Records in a dataset
════════

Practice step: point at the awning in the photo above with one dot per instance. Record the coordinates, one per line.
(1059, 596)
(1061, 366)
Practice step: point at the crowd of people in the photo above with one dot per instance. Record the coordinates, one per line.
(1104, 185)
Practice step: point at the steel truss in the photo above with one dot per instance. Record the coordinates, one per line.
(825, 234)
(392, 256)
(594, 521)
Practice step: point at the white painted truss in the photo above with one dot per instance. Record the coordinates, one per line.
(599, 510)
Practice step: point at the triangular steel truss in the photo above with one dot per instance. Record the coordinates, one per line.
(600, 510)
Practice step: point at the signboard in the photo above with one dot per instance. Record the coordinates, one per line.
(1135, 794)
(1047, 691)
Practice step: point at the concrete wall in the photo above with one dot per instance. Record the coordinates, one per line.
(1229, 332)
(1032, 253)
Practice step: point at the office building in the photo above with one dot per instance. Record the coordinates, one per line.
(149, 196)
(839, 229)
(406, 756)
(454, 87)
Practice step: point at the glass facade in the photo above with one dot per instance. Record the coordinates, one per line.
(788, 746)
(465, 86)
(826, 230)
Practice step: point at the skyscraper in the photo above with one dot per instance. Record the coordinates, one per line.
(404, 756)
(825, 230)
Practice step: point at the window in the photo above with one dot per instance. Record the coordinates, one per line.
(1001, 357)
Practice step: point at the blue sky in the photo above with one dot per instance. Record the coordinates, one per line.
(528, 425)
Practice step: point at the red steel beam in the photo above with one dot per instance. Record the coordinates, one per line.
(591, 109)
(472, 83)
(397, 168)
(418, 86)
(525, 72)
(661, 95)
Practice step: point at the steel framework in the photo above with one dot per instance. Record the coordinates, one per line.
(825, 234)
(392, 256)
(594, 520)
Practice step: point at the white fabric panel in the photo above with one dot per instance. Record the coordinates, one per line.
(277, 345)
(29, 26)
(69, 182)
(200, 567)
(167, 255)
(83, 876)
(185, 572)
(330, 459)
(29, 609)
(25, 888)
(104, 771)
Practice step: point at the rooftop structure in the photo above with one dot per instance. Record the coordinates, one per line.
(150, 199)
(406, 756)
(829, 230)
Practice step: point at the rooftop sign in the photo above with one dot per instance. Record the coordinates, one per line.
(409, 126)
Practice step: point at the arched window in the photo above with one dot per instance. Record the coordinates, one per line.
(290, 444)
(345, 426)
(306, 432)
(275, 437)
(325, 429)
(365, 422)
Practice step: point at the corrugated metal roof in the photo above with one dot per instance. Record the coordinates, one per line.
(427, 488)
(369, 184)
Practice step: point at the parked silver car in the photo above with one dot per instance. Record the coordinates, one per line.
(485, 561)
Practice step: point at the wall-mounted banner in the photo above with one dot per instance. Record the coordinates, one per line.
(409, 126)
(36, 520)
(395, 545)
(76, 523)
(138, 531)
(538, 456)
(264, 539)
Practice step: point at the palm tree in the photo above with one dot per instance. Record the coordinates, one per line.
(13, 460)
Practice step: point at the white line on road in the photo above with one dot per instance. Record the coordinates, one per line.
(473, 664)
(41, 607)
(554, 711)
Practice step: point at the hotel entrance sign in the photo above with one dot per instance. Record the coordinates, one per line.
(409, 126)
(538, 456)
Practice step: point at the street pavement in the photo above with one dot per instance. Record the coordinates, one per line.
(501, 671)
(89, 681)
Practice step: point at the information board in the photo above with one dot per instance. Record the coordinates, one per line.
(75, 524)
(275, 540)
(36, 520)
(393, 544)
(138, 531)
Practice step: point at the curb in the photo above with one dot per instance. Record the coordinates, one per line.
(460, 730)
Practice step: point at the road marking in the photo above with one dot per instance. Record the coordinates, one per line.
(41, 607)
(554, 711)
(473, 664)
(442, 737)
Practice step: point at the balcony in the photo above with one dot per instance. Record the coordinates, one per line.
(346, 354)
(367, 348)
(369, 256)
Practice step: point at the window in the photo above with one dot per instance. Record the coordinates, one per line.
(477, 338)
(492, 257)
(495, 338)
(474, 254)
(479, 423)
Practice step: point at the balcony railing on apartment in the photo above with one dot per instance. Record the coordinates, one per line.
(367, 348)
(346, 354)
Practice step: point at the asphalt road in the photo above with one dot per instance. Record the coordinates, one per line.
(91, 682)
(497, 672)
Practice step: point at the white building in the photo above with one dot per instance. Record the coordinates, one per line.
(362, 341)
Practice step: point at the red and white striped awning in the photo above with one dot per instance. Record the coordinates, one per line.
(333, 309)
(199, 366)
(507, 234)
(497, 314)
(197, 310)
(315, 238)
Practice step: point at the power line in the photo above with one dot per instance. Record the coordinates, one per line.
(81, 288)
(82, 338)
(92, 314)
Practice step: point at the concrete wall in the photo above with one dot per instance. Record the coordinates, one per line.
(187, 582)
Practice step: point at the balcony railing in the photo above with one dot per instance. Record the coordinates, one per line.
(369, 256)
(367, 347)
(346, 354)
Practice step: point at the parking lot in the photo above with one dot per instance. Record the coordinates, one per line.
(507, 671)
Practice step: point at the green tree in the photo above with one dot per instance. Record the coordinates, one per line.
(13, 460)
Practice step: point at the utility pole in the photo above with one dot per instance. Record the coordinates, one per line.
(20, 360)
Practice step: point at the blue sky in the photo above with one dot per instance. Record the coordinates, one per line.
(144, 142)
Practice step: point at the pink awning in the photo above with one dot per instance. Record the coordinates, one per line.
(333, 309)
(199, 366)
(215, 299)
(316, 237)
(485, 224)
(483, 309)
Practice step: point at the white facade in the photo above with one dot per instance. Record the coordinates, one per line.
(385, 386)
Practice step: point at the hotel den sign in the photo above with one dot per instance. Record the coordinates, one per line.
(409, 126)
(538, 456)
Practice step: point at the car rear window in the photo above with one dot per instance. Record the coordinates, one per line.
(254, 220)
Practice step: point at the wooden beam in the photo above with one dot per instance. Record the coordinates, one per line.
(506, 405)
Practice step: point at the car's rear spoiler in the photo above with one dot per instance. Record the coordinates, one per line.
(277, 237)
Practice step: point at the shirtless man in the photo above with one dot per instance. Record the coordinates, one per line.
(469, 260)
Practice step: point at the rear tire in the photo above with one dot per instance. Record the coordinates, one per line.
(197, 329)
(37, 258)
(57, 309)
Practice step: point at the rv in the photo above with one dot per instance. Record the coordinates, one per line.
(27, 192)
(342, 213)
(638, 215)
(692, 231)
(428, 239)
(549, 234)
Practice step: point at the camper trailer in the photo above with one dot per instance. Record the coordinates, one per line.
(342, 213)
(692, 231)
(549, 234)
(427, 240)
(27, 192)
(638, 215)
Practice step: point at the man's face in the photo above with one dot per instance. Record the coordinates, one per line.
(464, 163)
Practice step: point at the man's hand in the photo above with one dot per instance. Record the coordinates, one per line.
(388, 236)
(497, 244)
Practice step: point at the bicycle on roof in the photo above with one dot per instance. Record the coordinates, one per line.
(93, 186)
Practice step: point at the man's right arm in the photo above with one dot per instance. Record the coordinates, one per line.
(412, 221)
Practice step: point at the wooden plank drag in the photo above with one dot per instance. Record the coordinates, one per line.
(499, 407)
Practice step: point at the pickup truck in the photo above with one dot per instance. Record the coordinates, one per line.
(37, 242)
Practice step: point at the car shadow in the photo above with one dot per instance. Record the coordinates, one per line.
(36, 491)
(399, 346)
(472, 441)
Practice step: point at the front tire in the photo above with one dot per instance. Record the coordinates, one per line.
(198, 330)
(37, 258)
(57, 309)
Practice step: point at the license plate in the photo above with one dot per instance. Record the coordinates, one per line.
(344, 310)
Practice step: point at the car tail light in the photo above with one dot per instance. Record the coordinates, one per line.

════════

Rewrite the material above with every "Record the coordinates" changed to "Write down the coordinates", leaving everything else as it is.

Exercise output -
Practice step: point at the awning in the photo above with one dot per instance. Write down the coordinates, one per line.
(1059, 596)
(1061, 366)
Practice step: point at the crowd of people in the photo above with one dot per instance. Write down the coordinates, one per line.
(1104, 185)
Practice step: point at the steel truss in the photo above with one dot per instance. Write down the coordinates, one per line.
(825, 234)
(392, 256)
(594, 521)
Practice step: point at the white painted truss in the photo above with one dot per instance. Write down the coordinates, one per line.
(599, 510)
Practice step: point at the triangular steel truss in the photo above with one dot per instance. Write down the coordinates, one per line.
(600, 510)
Practice step: point at the signboard in the photo above with one dot per instance. Write down the coordinates, one per line.
(1135, 794)
(1047, 691)
Practice step: point at the concrete wall in the photo above with one dot per instance. Write down the coordinates, one per line.
(1229, 332)
(1032, 253)
Practice step: point at the office building in the photo above with one dot per instance. Write down the coordinates, one per line.
(149, 196)
(839, 229)
(406, 756)
(454, 87)
Practice step: point at the glass facade in the photo above with one dot per instance. Write down the coordinates, one per line.
(788, 746)
(465, 86)
(826, 230)
Practice step: point at the skyscraper in the photo above with one dot per instance. Write down the coordinates, one per line.
(404, 756)
(825, 230)
Practice step: point at the window in the photo above with one dot per instance. Write down the coordinates, one per line.
(1001, 357)
Practice step: point at the blue sky in the photo above with one dot per instance. Write down the coordinates, one per line.
(528, 425)
Practice step: point at the red steel beam in the photo above with one dot per instance. Write down the coordinates, one per line.
(591, 109)
(472, 83)
(397, 168)
(418, 86)
(525, 72)
(661, 95)
Practice step: point at the steel framework in the photo above with one dot per instance. Write down the coordinates, one per line.
(825, 234)
(392, 256)
(594, 520)
Practice step: point at the white fabric panel in the photo above with one dot per instance. Write down the coordinates, one per line.
(277, 345)
(29, 26)
(69, 182)
(200, 567)
(167, 255)
(83, 876)
(185, 572)
(330, 459)
(29, 609)
(25, 888)
(104, 771)
Practice step: point at the rooftop structure in the photo above with one dot per instance. Write down the coordinates, one per line.
(150, 199)
(406, 756)
(829, 230)
Practice step: point at the rooftop sign in the photo above with one dot per instance. Write down the coordinates, one per line.
(409, 126)
Practice step: point at the arched window in the photo above with one dot per instance. Write down the coordinates, one per line.
(290, 444)
(345, 426)
(306, 432)
(275, 437)
(325, 429)
(365, 422)
Practice step: point at the corrugated metal roof in the photo above with one dot per instance. Write down the coordinates, one per line.
(427, 488)
(369, 184)
Practice step: point at the parked silver car in the photo above with one dot per instance. Write down the coordinates, one per line.
(485, 561)
Practice step: point at the wall-mounted banner in the photo above with one dot per instance. Write down the coordinates, one per line.
(409, 126)
(36, 520)
(395, 545)
(76, 523)
(138, 531)
(538, 456)
(264, 539)
Practice step: point at the palm tree in the photo above with one dot per instance. Write down the coordinates, one per line.
(13, 460)
Practice step: point at the white line on road in the photo above with one dot per instance. Write down the coordinates, one per line.
(473, 664)
(41, 607)
(554, 711)
Practice step: point at the hotel entrance sign in the photo above with one dot per instance. Write down the coordinates, one per line.
(409, 126)
(538, 456)
Practice step: point at the street pavement in the photo above with one dot per instance. Write down the coordinates, one per line.
(501, 671)
(89, 681)
Practice step: point at the information board in the photo above with one dot per instance. Write down the coordinates, one per line.
(75, 524)
(275, 540)
(36, 520)
(393, 544)
(138, 531)
Practice step: point at the curb in the photo above with one dot per instance. Write down the coordinates, one per line.
(460, 730)
Practice step: point at the road marking in the photo above with one dot per instance. Write down the coordinates, one per line.
(41, 607)
(554, 711)
(473, 664)
(442, 737)
Practice step: point at the balcony in the photo above with one dot per instance. Write down the coordinates, one per line.
(346, 354)
(367, 348)
(369, 256)
Practice step: point at the window in the photo above with one dot per instance. Write down the coordinates, one per line.
(477, 338)
(492, 257)
(495, 338)
(474, 254)
(479, 423)
Practice step: point at the balcony railing on apartment in the photo above with one dot per instance. Write down the coordinates, one per line.
(367, 348)
(346, 354)
Practice step: point at the asphalt road in the photo above with one dot per instance. Write down the coordinates, one per line.
(91, 682)
(497, 672)
Practice step: point at the white building in the photo above with one dot per instance. Write down the coordinates, one per line.
(362, 341)
Practice step: point at the red and white striped awning in the photo above with one dot per instance. Write down the coordinates, one per line.
(333, 309)
(199, 366)
(507, 234)
(497, 314)
(197, 310)
(315, 238)
Practice step: point at the power line in the photo above with one dot per instance. Write down the coordinates, one per line.
(81, 288)
(82, 338)
(92, 314)
Practice step: point at the concrete wall in the photo above with one dot per instance. Write down the coordinates, one per line.
(187, 582)
Practice step: point at the balcony railing in the photo above with one dot per instance. Write down the coordinates, one per line.
(369, 256)
(367, 347)
(346, 354)
Practice step: point at the parking lot in the photo above with one dot per instance. Write down the coordinates, one per line.
(507, 671)
Practice step: point at the green tree in the photo above with one dot per instance. Write down the coordinates, one per line.
(13, 460)
Practice step: point at the utility pole in the photo above with one dot per instance. Write down the coordinates, one per line.
(20, 360)
Practice step: point at the blue sky in the photo above with one dot per instance. Write down the coordinates, one per line.
(144, 142)
Practice step: point at the pink awning in the photo above with one dot per instance. Write down the coordinates, one per line.
(333, 309)
(199, 366)
(215, 299)
(316, 237)
(485, 224)
(483, 309)
Practice step: point at the white facade in the photo above with one dot per instance. Write down the coordinates, one per line.
(385, 386)
Practice step: point at the hotel den sign in the photo above with one dot per instance. Write down the coordinates, one per line.
(409, 126)
(538, 456)
Practice step: point at the car rear window in the photo above with one dot per instance. Write down the coordinates, one per line.
(254, 220)
Practice step: point at the wooden beam in the photo above with one dot per instance. Write down the coordinates, one per line.
(506, 405)
Practice step: point at the car's rear spoiler in the photo above with one dot per instance. Write down the coordinates, one per line.
(277, 237)
Practice step: point at the shirtless man in the photo above with one dot per instance. Write down the coordinates, one per line.
(469, 260)
Practice step: point at the rear tire in the photo above with one dot per instance. Write down the coordinates, one per line.
(197, 329)
(37, 258)
(57, 309)
Practice step: point at the rv in the photo above with one dot per instance. Write down the coordinates, one per line.
(27, 192)
(342, 213)
(638, 215)
(692, 231)
(428, 239)
(549, 234)
Practice step: point at the camper trailer in the photo above with one dot per instance. Write down the coordinates, one per line.
(342, 213)
(692, 231)
(549, 234)
(427, 240)
(27, 192)
(638, 215)
Practice step: point at the man's face in the photo above with one dot per instance. Write down the coordinates, one per line.
(464, 163)
Practice step: point at the man's hand in the photo above with one dot per instance. Write down the coordinates, one per line.
(388, 236)
(497, 244)
Practice step: point at the bicycle on roof in the photo above with one dot per instance. Write down the coordinates, one per line.
(93, 186)
Practice step: point at the man's right arm in the photo above with one dot per instance. Write down the coordinates, one per line.
(412, 221)
Practice step: point at the wooden plank drag in the photo above with one dot per instance. Write down the coordinates, one per line.
(499, 407)
Practice step: point at the pickup truck in the photo above with one dot per instance. Write down the coordinates, one per line.
(37, 242)
Practice step: point at the car shadow in the photo above with one dot per instance. Write down the coordinates, one per line.
(36, 491)
(399, 346)
(472, 441)
Practice step: point at the front tire in the photo above with one dot per instance. Write down the coordinates, one per line.
(198, 330)
(37, 258)
(57, 309)
Practice step: point at the license plate in the photo above with one dot per instance. Write down the coordinates, one per line.
(344, 310)
Practice step: point at the car tail light in the photo above with one dot per instance. Write down the coordinates, one per line.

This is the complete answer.